Dataset rows showing where objects appear:
⟨

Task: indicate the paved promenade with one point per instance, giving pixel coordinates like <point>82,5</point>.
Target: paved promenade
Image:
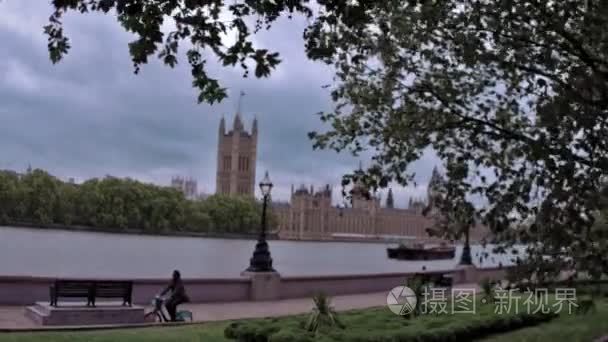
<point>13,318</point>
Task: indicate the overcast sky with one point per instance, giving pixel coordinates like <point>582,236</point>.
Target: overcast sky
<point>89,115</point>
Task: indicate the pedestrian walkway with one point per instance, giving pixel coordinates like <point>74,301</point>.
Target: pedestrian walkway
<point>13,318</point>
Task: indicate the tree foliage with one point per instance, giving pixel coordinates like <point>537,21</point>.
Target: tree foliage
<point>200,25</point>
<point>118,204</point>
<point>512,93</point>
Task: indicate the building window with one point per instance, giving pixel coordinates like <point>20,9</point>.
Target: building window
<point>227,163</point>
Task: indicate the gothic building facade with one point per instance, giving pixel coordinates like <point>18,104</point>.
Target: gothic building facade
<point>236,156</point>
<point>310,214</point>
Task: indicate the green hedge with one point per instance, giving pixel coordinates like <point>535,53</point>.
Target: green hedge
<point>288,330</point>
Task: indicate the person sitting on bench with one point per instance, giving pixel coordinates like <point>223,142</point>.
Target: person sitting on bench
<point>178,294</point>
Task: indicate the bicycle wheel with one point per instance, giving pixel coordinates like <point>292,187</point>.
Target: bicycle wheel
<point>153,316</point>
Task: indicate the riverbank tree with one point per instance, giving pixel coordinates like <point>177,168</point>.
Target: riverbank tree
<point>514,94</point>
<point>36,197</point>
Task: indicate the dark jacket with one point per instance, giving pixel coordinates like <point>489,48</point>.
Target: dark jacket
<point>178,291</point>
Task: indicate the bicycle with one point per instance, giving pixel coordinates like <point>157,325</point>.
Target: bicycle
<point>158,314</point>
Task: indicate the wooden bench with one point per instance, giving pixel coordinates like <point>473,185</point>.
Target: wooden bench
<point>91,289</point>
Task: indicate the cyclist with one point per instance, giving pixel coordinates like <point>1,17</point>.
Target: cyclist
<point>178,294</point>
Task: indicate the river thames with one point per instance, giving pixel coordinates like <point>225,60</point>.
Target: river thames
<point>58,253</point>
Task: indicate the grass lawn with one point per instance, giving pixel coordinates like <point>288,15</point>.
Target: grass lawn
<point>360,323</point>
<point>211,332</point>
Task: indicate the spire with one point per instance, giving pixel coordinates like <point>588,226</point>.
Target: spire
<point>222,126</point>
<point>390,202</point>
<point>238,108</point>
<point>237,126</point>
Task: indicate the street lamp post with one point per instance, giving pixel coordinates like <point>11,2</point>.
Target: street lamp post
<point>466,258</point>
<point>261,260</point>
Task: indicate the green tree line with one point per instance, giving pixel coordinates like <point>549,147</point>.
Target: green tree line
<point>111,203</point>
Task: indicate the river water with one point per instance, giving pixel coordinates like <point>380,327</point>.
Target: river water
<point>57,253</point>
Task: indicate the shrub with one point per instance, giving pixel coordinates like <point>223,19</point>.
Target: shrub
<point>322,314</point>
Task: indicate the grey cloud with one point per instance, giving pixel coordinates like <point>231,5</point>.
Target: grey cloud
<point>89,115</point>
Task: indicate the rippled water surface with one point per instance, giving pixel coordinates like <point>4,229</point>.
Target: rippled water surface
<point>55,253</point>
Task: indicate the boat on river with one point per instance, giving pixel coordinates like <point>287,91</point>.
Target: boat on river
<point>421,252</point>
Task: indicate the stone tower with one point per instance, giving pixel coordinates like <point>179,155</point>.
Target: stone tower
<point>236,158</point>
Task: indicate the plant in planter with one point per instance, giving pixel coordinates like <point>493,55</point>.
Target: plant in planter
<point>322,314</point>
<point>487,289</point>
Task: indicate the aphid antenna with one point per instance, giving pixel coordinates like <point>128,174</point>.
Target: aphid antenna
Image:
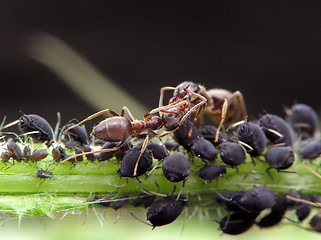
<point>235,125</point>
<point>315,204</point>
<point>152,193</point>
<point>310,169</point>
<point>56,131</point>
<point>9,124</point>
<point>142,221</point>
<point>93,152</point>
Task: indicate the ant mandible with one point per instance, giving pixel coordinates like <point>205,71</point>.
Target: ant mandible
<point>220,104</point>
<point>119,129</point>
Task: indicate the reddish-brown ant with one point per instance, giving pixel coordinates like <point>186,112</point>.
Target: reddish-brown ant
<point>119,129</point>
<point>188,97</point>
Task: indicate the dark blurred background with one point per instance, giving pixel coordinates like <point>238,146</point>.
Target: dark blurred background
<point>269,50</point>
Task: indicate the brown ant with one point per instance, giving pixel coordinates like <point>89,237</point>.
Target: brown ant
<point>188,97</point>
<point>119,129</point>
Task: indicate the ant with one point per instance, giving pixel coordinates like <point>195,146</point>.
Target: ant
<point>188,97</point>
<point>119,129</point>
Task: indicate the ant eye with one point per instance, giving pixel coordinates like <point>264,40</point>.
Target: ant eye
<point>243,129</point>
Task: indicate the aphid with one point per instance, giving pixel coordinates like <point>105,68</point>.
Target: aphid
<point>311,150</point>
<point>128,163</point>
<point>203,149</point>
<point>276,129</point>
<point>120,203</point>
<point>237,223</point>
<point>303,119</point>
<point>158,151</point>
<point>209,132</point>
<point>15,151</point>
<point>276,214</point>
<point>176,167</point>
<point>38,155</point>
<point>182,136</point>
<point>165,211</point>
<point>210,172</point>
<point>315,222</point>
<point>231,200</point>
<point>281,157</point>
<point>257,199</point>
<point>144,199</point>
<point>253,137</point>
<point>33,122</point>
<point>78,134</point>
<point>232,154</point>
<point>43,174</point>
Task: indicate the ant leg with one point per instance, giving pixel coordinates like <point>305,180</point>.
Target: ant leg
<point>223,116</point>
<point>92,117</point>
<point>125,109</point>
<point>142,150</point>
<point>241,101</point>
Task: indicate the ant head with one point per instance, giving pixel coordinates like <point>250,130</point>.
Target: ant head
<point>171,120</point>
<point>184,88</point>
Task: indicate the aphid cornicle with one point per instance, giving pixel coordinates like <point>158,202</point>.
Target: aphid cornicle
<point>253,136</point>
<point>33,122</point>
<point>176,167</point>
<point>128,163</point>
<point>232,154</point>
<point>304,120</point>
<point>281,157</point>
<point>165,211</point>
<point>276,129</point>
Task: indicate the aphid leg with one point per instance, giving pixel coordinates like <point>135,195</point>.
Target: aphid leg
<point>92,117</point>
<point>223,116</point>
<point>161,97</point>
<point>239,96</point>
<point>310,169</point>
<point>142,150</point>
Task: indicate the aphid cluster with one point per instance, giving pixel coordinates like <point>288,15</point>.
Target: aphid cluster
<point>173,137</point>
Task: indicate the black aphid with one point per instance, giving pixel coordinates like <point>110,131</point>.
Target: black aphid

⟩

Exercise task:
Rewrite the material above with "indicate" replaced by "mark" throughout, keeping everything else unchanged and leaving the pictures out.

Output:
Task: mark the paved promenade with one point per instance, giving pixel coordinates like <point>82,5</point>.
Target: paved promenade
Image:
<point>13,318</point>
Task: mark the overcast sky with one point per instance, giving pixel coordinates like <point>582,236</point>.
Target: overcast sky
<point>89,115</point>
Task: mark the pedestrian walkway with one point per instance, giving pixel coordinates like <point>74,301</point>.
Target: pedestrian walkway
<point>13,318</point>
Task: mark the tree foliage with one point per instance, giving pixel coordinates like <point>537,21</point>.
Target: tree foliage
<point>200,25</point>
<point>118,204</point>
<point>512,93</point>
Task: mark the building window with one point per instance, giving pixel coordinates like <point>20,9</point>.
Target: building window
<point>227,163</point>
Task: mark the gothic building facade with one point per instance, giving pixel coordinates like <point>18,104</point>.
Target: gothic building facade
<point>236,156</point>
<point>310,214</point>
Task: mark the green hedge with one point per instance, giving pixel coordinates like <point>535,53</point>.
Target: green hedge
<point>288,330</point>
Task: mark the person sitting on bench with one point per instance, giving pixel coordinates like <point>223,142</point>.
Target: person sitting on bench
<point>178,294</point>
Task: mark the bicycle wheel with one point per instance, giving pixel coordinates like <point>292,187</point>.
Target: bicycle wheel
<point>153,316</point>
Task: mark the riverbank tree with one point per instance, giving pixel coordinates like <point>177,168</point>.
Target: riverbank tree
<point>514,94</point>
<point>36,197</point>
Task: mark the dark jacket with one point per instance, giving pixel coordinates like <point>489,48</point>.
Target: dark jacket
<point>178,291</point>
Task: mark the bicycle with one point per instance, giving pixel coordinates like <point>157,325</point>.
Target: bicycle
<point>158,314</point>
Task: mark the wooden bench with one point per instance, giving pixel coordinates like <point>473,185</point>.
Target: wooden bench
<point>91,289</point>
Task: mark the cyclist with one point per instance, giving pixel coordinates like <point>1,17</point>.
Target: cyclist
<point>178,294</point>
Task: mark the river thames with one point per instance, giving pixel coordinates like <point>225,60</point>.
Target: river thames
<point>58,253</point>
Task: mark the grass lawn with one point per instance, giving pixel coordinates like <point>288,15</point>.
Target: grass lawn
<point>360,323</point>
<point>211,332</point>
Task: mark the spire with one point per instance, giving pixel coordinates like <point>588,226</point>.
Target: spire
<point>222,126</point>
<point>390,202</point>
<point>238,108</point>
<point>237,126</point>
Task: mark the street lamp post with one point per instance, giving pixel coordinates like <point>11,2</point>.
Target: street lamp post
<point>466,258</point>
<point>261,260</point>
Task: mark the green tree line with one point per instance, giving pixel coordinates like <point>549,147</point>.
Target: green tree line
<point>111,203</point>
Task: mark the river water with one point per instance, giving pixel coordinates like <point>380,327</point>.
Target: river water
<point>57,253</point>
Task: mark the shrub with one point per instance, giving pixel coordinates like <point>223,19</point>.
Target: shrub
<point>322,314</point>
Task: mark the grey cloud with one point per instance, giving pixel coordinates like <point>231,5</point>.
Target: grey cloud
<point>89,115</point>
Task: mark the rippled water surface with one point per instance, giving pixel coordinates like <point>4,229</point>.
Target: rippled water surface
<point>55,253</point>
Task: mark the boat on river with one point per instance, giving pixel coordinates like <point>287,91</point>.
Target: boat on river
<point>421,252</point>
Task: mark the stone tower with one point per instance, giving pixel coordinates like <point>179,155</point>.
Target: stone tower
<point>236,158</point>
Task: mark the plant in planter with one point per instance, giving pixel coordinates like <point>493,55</point>.
Target: plant in planter
<point>322,314</point>
<point>487,289</point>
Task: mark the aphid antenna with one point per instance, giving pixel coordinates like <point>128,174</point>.
Target: aphid antenna
Image:
<point>235,125</point>
<point>315,204</point>
<point>152,193</point>
<point>310,169</point>
<point>56,131</point>
<point>9,124</point>
<point>142,221</point>
<point>93,152</point>
Task: mark the ant mandible with one point per instance, giving pixel coordinates like <point>205,71</point>.
Target: ant mandible
<point>220,104</point>
<point>119,129</point>
Task: mark the reddish-brown ant with one point per instance, giving pixel coordinates like <point>186,112</point>.
Target: reddish-brown ant
<point>119,129</point>
<point>188,97</point>
Task: mark the dark blurred background with one point per instance, giving pixel coordinates like <point>238,146</point>.
Target: dark blurred background
<point>269,50</point>
Task: mark the brown ant with one point per instance, giving pixel coordinates like <point>89,237</point>.
Target: brown ant
<point>188,97</point>
<point>119,129</point>
Task: mark the ant with one point per instance, giving pixel coordinates like <point>195,146</point>.
Target: ant
<point>188,97</point>
<point>119,129</point>
Task: mark the ant eye with one point per instance, giving pixel coordinates like <point>264,40</point>.
Target: ant eye
<point>243,129</point>
Task: mark the aphid with one point per instance, giving pixel coordinates like <point>105,68</point>.
Target: aphid
<point>311,150</point>
<point>128,163</point>
<point>203,149</point>
<point>276,129</point>
<point>120,203</point>
<point>237,223</point>
<point>303,119</point>
<point>158,151</point>
<point>209,132</point>
<point>15,151</point>
<point>276,214</point>
<point>176,167</point>
<point>38,155</point>
<point>182,136</point>
<point>165,211</point>
<point>210,172</point>
<point>315,222</point>
<point>231,200</point>
<point>281,157</point>
<point>257,199</point>
<point>144,199</point>
<point>253,137</point>
<point>33,122</point>
<point>78,134</point>
<point>232,154</point>
<point>43,174</point>
Task: mark the ant leg with one point per instance, giving pixel coordinates like <point>305,180</point>.
Target: ant leg
<point>223,116</point>
<point>92,117</point>
<point>125,109</point>
<point>142,150</point>
<point>241,101</point>
Task: mark the ant head with one point per instance, giving pixel coordinates like <point>250,130</point>.
Target: ant head
<point>171,120</point>
<point>184,88</point>
Task: mark the aphid cornicle with one point per instance, giving pixel coordinates like <point>158,202</point>.
Target: aphid cornicle
<point>253,136</point>
<point>33,122</point>
<point>176,167</point>
<point>128,163</point>
<point>232,154</point>
<point>304,120</point>
<point>281,157</point>
<point>165,211</point>
<point>276,129</point>
Task: mark the aphid leg with one point per instance, giving pixel coordinates like <point>135,195</point>.
Target: aphid leg
<point>92,117</point>
<point>223,116</point>
<point>161,97</point>
<point>239,96</point>
<point>310,169</point>
<point>142,150</point>
Task: mark the aphid cluster with one point per instance, giving pixel coordinates like <point>288,15</point>.
Target: aphid cluster
<point>173,137</point>
Task: mark the black aphid with one point per instance, giving pixel coordinates like <point>110,131</point>.
Target: black aphid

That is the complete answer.